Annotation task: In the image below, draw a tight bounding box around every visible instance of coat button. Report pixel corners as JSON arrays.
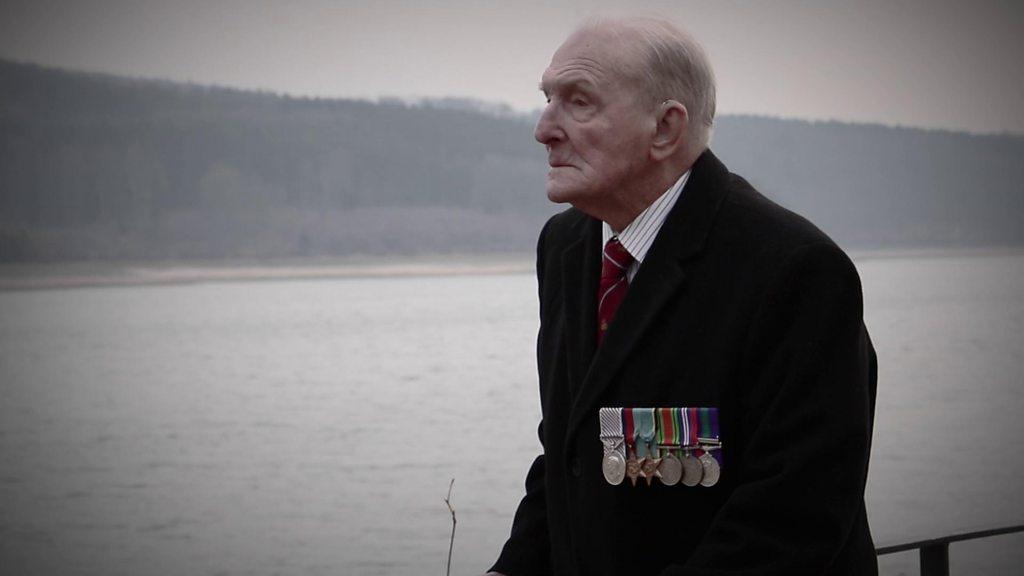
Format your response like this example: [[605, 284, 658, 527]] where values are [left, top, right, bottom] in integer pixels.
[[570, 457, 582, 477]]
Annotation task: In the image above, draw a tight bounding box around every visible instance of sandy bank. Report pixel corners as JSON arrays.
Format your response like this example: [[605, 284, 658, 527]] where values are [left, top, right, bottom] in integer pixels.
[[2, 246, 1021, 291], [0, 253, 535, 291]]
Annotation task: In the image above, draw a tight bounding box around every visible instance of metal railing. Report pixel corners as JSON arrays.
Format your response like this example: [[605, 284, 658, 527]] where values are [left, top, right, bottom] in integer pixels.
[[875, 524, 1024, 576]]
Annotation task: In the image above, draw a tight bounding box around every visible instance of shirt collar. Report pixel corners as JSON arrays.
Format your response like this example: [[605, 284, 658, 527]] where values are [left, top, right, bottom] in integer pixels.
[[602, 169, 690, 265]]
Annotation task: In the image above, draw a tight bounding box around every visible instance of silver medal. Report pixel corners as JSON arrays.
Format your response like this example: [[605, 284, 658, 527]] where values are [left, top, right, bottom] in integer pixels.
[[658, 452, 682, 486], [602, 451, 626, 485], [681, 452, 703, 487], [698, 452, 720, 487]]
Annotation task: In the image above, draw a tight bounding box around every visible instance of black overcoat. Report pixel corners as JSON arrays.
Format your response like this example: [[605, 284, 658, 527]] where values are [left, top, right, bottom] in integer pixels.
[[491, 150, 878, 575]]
...
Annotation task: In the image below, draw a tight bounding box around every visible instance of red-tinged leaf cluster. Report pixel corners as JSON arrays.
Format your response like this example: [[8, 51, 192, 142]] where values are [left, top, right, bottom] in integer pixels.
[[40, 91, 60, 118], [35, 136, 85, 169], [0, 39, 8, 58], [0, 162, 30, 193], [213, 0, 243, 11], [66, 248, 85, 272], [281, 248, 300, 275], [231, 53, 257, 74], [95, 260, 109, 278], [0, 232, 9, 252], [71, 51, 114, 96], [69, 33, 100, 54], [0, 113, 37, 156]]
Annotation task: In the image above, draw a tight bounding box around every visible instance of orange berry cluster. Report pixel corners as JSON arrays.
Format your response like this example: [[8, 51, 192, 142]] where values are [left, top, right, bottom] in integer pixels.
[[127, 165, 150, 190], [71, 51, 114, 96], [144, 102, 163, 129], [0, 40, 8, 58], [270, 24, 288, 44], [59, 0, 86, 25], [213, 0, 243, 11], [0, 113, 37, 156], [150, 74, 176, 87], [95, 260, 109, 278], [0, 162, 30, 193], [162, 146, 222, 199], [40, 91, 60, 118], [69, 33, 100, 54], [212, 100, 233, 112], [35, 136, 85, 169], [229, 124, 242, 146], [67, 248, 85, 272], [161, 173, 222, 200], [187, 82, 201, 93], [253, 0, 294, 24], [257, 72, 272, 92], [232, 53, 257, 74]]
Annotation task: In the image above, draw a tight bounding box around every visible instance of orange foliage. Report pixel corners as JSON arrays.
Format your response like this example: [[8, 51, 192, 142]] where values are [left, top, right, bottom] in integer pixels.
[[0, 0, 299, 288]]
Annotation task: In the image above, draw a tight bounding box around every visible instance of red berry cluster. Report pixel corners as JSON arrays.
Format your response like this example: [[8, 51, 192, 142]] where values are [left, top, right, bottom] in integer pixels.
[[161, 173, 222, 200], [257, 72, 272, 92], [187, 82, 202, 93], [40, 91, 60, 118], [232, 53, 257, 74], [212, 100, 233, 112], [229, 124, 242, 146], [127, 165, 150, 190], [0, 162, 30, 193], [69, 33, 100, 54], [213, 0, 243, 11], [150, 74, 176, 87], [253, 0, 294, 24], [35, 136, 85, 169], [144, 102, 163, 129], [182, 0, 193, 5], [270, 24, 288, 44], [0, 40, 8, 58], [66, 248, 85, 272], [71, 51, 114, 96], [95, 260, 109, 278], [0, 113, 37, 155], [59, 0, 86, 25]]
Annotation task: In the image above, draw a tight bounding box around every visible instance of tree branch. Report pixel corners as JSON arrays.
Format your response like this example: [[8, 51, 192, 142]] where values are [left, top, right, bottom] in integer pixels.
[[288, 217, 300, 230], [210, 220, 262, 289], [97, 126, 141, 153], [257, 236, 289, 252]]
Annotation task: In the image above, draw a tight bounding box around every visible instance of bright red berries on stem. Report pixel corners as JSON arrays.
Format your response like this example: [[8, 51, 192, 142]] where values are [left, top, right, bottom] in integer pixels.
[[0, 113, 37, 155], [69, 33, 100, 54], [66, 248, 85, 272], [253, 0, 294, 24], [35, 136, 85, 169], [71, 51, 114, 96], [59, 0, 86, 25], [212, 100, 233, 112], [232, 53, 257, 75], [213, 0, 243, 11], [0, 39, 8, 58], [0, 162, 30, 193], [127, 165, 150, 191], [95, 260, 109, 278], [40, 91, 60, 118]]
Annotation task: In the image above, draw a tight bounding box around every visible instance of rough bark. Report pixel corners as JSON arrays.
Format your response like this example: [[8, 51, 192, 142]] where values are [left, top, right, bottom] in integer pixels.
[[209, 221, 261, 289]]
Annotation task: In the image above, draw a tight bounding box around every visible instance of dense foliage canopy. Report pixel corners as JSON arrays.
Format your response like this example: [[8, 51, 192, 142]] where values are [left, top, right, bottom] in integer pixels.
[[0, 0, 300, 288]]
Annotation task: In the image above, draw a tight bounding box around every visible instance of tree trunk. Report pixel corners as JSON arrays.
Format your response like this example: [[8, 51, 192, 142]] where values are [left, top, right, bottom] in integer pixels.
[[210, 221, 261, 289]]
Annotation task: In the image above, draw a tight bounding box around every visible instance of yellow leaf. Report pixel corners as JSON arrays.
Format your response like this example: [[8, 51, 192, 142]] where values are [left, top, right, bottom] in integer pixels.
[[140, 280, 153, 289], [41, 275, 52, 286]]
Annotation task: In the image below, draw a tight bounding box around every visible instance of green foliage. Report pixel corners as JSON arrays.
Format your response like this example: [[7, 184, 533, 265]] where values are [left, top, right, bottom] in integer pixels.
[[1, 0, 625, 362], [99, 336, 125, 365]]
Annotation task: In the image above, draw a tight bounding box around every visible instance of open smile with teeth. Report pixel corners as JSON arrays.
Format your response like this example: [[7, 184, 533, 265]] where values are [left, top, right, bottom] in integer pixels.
...
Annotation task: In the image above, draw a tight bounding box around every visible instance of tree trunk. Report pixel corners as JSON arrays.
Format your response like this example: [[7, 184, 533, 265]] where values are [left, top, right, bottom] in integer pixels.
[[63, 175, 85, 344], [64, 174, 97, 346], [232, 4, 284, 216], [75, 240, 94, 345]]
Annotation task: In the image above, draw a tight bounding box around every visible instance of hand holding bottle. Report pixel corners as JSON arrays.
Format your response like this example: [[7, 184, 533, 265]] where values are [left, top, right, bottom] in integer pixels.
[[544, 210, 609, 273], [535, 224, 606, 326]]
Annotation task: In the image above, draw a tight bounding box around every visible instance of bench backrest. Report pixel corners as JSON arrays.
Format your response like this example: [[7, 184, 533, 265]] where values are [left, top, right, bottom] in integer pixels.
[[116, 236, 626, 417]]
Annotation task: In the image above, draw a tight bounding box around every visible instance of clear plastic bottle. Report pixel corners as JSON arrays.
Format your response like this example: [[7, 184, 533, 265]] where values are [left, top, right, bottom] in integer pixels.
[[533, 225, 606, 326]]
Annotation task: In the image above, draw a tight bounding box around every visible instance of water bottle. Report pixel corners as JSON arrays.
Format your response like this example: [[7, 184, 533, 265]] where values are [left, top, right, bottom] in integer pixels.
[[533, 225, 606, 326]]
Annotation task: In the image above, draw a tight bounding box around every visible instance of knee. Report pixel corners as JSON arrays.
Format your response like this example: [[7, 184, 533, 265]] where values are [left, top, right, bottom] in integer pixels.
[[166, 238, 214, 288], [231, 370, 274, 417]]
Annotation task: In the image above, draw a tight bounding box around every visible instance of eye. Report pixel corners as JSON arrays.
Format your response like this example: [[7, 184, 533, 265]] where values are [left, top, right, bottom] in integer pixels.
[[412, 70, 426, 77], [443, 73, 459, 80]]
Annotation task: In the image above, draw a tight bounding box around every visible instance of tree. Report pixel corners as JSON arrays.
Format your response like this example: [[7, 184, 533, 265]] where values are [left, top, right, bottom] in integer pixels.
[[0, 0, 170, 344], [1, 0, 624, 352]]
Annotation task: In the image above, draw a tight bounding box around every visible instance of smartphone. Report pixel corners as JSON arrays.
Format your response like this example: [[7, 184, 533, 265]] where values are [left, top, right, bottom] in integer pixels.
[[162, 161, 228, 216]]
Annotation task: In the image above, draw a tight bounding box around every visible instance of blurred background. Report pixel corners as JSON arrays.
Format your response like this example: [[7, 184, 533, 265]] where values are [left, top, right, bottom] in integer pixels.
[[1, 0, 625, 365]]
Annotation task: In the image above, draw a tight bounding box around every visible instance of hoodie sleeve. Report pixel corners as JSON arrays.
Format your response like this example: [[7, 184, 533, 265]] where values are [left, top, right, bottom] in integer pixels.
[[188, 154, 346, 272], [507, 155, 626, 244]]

§ What you need to do:
Scan the listing and copy every line where the string "below" shows up.

§ Solved exercise:
Annotation task: In the image below, draw a tight bounding box around every visible instance of coat button. Report pixel corners as JSON arrays.
Annotation task: In the image below, draw a tight bounding box around every visible instance of red-tinged leaf cluster. Report pixel corners as JSON arrays.
Annotation task: In the image below, draw a tight bounding box around every visible instance of green foliage. Report pixel corners as JSON arrays.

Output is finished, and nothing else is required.